Autocrítica versus destruição

 

Em vez dos comentários à fantochada das ditas comemorações do 25 de novembro, a leitura do dia foca-se no texto de Pedro Nuno Santos no «Público» sobre os dez anos passados desde a formação da Geringonça. Vale a pena dedicar-lhe atenção porque contrasta brutalmente com o que se passa no presente.

Pedro Nuno analisa a experiência governativa de 2015-2019 e extrai lições para o futuro da esquerda portuguesa. Começa por reconhecer as conquistas: a solução PS-PCP-BE-PEV representou uma inovação democrática importante, demonstrando que era possível formar governo através de maioria parlamentar e que o PS podia governar sem depender da direita.

Crucialmente, provou-se que o equilíbrio orçamental não exige austeridade. Pelo contrário: a reposição de rendimentos e direitos cortados pela troika acelerou a recuperação económica. Houve aumentos históricos do salário mínimo sem provocar desemprego, descongelamento de pensões, redução de propinas, eliminação de taxas moderadoras, gratuitidade de creches e manuais escolares. Foi um período de elevada confiança institucional.

Mas Pedro Nuno não se limita ao elogio. Identifica falhas importantes: devia-se ter investido muito mais nos serviços públicos e nos salários da função pública. Na habitação, era preciso não só construir mais cedo como regular o mercado para travar a especulação financeira. Nas políticas migratórias, houve cedência excessiva às dinâmicas do mercado - a entrada de mais de um milhão de pessoas em meia dúzia de anos sem preparação adequada gerou problemas sociais que a esquerda não pode ignorar, sob pena de perder as pessoas que pretende representar.

A conclusão é clara: recuperar a confiança é essencial, mas vencer eleições só vale a pena se for para transformar estruturalmente como vive a maioria dos portugueses. É uma análise honesta, autocrítica e estratégica. Exatamente o oposto da postura de José Luís Carneiro, que prefere facilitar a vida a Montenegro em nome de uma moderação que não serve ninguém exceto a direita.

■ DADOS
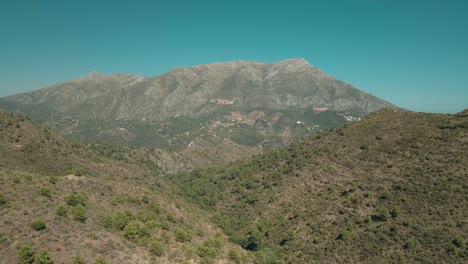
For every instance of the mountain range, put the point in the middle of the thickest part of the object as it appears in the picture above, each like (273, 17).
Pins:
(391, 188)
(240, 104)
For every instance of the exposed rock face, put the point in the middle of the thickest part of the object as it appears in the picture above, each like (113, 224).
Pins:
(86, 107)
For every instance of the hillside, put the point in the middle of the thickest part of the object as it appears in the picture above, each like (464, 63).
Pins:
(70, 202)
(392, 188)
(244, 104)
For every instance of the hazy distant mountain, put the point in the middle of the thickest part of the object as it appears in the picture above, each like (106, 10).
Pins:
(238, 103)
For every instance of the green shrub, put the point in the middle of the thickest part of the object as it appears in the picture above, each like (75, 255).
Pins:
(100, 260)
(235, 256)
(156, 248)
(395, 212)
(2, 199)
(79, 260)
(38, 225)
(135, 230)
(344, 235)
(44, 191)
(145, 199)
(183, 235)
(79, 213)
(119, 220)
(77, 199)
(61, 211)
(43, 257)
(53, 179)
(26, 254)
(381, 215)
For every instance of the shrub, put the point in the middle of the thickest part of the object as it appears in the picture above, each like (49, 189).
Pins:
(235, 256)
(2, 199)
(77, 199)
(44, 191)
(26, 254)
(395, 212)
(119, 220)
(43, 257)
(344, 235)
(38, 225)
(183, 235)
(381, 215)
(135, 230)
(53, 179)
(61, 211)
(79, 260)
(16, 180)
(156, 248)
(100, 260)
(79, 213)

■ CONJUNTO DE TAREFAS
- A) Segundo o excerto, em que jornal saiu o texto de Pedro Nuno Santos sobre os dez anos da Geringonça?
- B) Transcreva do excerto o trecho que vai de "Em vez dos comentários" até "depender da direita.".
Os registos não têm qualquer relação com o excerto.

■ RESPOSTAS ÀS TAREFAS
- A) No «Público».

- B)
Em vez dos comentários à fantochada das ditas comemorações do 25 de novembro, a leitura do dia foca-se no texto de Pedro Nuno Santos no «Público» sobre os dez anos passados desde a formação da Geringonça. Vale a pena dedicar-lhe atenção porque contrasta brutalmente com o que se passa no presente.

Pedro Nuno analisa a experiência governativa de 2015-2019 e extrai lições para o futuro da esquerda portuguesa. Começa por reconhecer as conquistas: a solução PS-PCP-BE-PEV representou uma inovação democrática importante, demonstrando que era possível formar governo através de maioria parlamentar e que o PS podia governar sem depender da direita.